■ Aufgabenstellung:
Geben Sie aus dem Text zum Urteil über die Dublin-Überstellungsfrist den Abschnitt wörtlich wieder, der mit den Worten „Der Kläger im“ beginnt und mit „sechsmonatigen Überstellungsfrist nicht.“ schließt.

■ Zu lesender Auszug:
####

Asylanträge müssen grundsätzlich in den Ländern bearbeitet werden, in denen sie erstmals gestellt wurden. Ziehen die Schutzsuchenden weiter, müssen sie innerhalb von sechs Monaten in diese Länder zurück gebracht werden. Ansonsten können sich die Schutzsuchenden auf den Ablauf der Frist berufen, wenn die Aufnahmebereitschaft des anderen Landes nicht positiv feststeht. Die Regelung hat insofern individualschützenden Charakter. Das hat das Bundesverwaltungsgericht (BVerwG) am Mittwoch entschieden (Urt. v. 27.04.2016, Az. 1 C 24.15). Das Gericht hatte zwei ähnlich gelagerte Fälle zu entscheiden.

Der Kläger im ersten Fall war iranischer Staatsangehöriger. Er beantragte in Deutschland Asyl, nachdem er das zuvor bereits in Ungarn getan hatte. Ungarn stimmte der Wiederaufnahme des Klägers im Rahmen des Dublin-Verfahrens zu, das Bundesamt für Migration lehnte den Antrag wegen anderweitiger Zuständigkeit als unzulässig ab und ordnete die Abschiebung des Klägers nach Ungarn an. Eine Überstellung nach Ungarn erfolgte aber innerhalb der nach der Dublin III-Verordnung (VO) einzuhaltenden sechsmonatigen Überstellungsfrist nicht.

Ein Land muss zuständig sein

Schon das Oberverwaltungsgericht (OVG) Koblenz hatte entschieden, dass die Zuständigkeit für die Durchführung des Asylverfahrens nach Ablauf der Überstellungsfrist während des gerichtlichen Verfahrens von Ungarn auf Deutschland übergegangen sei (Beschl. v. 23.11.2015, Az. 1 A 10969/15). Hierauf könne sich der Iraner auch berufen, da Ungarn inzwischen nicht mehr aufnahmebereit sei.

Das BVerwG hat diesen individualschützenden Charakter der Überstellungsfrist jedenfalls für die Fälle bestätigt, in denen die fehlende Bereitschaft des ursprünglich zuständigen Mitgliedstaats zur Auf- oder Wiederaufnahme feststeht. Andernfalls drohe die Situation eines „refugee in orbit“, eines Schutzsuchenden, für den sich kein Mitgliedstaat zuständig zeigt. Dies widerspräche Sinn und Zweck der Dublin-Bestimmungen.

####

■ Vorliegendes Material:
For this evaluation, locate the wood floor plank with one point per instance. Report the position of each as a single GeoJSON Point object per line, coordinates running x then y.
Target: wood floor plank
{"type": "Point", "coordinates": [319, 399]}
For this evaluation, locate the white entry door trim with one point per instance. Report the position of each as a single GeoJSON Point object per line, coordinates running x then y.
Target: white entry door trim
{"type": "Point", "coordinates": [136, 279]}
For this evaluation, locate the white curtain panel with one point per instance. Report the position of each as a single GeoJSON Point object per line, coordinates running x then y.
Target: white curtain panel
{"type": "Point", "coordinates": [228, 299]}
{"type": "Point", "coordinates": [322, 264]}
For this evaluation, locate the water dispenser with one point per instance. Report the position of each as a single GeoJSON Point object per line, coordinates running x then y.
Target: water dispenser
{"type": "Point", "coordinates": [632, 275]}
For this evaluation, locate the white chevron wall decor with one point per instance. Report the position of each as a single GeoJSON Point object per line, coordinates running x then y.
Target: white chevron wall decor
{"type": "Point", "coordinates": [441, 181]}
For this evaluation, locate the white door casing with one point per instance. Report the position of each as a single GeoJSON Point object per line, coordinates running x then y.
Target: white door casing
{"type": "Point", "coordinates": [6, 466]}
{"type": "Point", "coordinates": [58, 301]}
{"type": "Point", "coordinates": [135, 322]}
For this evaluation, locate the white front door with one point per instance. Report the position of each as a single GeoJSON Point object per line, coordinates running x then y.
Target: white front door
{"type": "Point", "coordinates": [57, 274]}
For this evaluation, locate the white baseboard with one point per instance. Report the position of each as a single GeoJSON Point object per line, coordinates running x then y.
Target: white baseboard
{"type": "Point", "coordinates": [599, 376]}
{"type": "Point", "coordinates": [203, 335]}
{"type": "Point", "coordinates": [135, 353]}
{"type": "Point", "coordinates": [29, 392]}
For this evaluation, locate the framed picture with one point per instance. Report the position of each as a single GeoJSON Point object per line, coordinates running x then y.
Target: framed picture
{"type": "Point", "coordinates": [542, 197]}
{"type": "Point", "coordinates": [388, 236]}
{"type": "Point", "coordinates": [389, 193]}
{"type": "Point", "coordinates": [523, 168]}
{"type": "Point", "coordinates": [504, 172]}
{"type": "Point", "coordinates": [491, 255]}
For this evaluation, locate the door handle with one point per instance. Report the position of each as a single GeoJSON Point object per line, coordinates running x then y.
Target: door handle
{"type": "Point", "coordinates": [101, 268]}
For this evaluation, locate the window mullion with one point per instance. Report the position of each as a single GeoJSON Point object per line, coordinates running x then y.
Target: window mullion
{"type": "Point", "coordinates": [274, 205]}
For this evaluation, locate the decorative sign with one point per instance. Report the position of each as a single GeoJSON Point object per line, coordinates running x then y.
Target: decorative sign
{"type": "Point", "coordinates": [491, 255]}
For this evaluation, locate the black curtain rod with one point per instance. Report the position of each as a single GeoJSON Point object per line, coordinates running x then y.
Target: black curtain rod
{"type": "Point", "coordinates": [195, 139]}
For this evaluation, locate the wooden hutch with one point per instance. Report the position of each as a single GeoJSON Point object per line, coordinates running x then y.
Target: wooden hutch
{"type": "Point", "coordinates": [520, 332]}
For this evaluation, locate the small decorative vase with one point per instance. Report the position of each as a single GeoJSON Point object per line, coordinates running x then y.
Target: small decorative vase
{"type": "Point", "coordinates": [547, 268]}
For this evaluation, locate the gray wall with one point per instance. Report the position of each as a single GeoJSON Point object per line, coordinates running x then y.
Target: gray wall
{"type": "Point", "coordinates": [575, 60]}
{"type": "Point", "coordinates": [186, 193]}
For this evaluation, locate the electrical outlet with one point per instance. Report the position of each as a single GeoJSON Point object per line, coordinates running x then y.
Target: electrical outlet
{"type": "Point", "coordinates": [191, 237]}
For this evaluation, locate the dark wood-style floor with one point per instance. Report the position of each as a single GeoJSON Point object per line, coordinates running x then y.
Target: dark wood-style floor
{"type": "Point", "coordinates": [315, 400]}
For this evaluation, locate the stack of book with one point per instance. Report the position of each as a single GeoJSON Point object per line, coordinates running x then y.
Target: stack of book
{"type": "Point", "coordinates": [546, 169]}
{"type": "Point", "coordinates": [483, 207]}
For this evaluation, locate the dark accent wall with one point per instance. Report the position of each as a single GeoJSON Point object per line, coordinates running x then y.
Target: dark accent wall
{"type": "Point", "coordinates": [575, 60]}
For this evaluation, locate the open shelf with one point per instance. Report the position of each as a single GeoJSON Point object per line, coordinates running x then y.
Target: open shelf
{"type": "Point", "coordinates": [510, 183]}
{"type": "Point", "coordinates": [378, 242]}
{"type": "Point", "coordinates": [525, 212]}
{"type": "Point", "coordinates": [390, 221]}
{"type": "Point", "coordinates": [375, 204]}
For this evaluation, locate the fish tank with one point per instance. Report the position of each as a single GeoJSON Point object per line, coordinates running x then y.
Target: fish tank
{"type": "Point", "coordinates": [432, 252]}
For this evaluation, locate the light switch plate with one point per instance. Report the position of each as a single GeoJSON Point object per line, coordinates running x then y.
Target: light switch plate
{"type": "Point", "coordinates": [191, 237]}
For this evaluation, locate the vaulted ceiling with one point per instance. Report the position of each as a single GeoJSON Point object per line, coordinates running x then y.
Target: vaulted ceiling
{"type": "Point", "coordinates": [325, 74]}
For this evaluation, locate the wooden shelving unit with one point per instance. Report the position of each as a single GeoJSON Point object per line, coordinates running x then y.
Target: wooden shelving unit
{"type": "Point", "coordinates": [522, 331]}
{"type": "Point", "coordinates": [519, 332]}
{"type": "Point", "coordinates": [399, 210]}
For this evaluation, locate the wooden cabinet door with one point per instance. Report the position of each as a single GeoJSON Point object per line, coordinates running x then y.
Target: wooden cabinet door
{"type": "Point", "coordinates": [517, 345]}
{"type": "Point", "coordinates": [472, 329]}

####

■ Bearbeitete Aufgabe:
Der Kläger im ersten Fall war iranischer Staatsangehöriger. Er beantragte in Deutschland Asyl, nachdem er das zuvor bereits in Ungarn getan hatte. Ungarn stimmte der Wiederaufnahme des Klägers im Rahmen des Dublin-Verfahrens zu, das Bundesamt für Migration lehnte den Antrag wegen anderweitiger Zuständigkeit als unzulässig ab und ordnete die Abschiebung des Klägers nach Ungarn an. Eine Überstellung nach Ungarn erfolgte aber innerhalb der nach der Dublin III-Verordnung (VO) einzuhaltenden sechsmonatigen Überstellungsfrist nicht.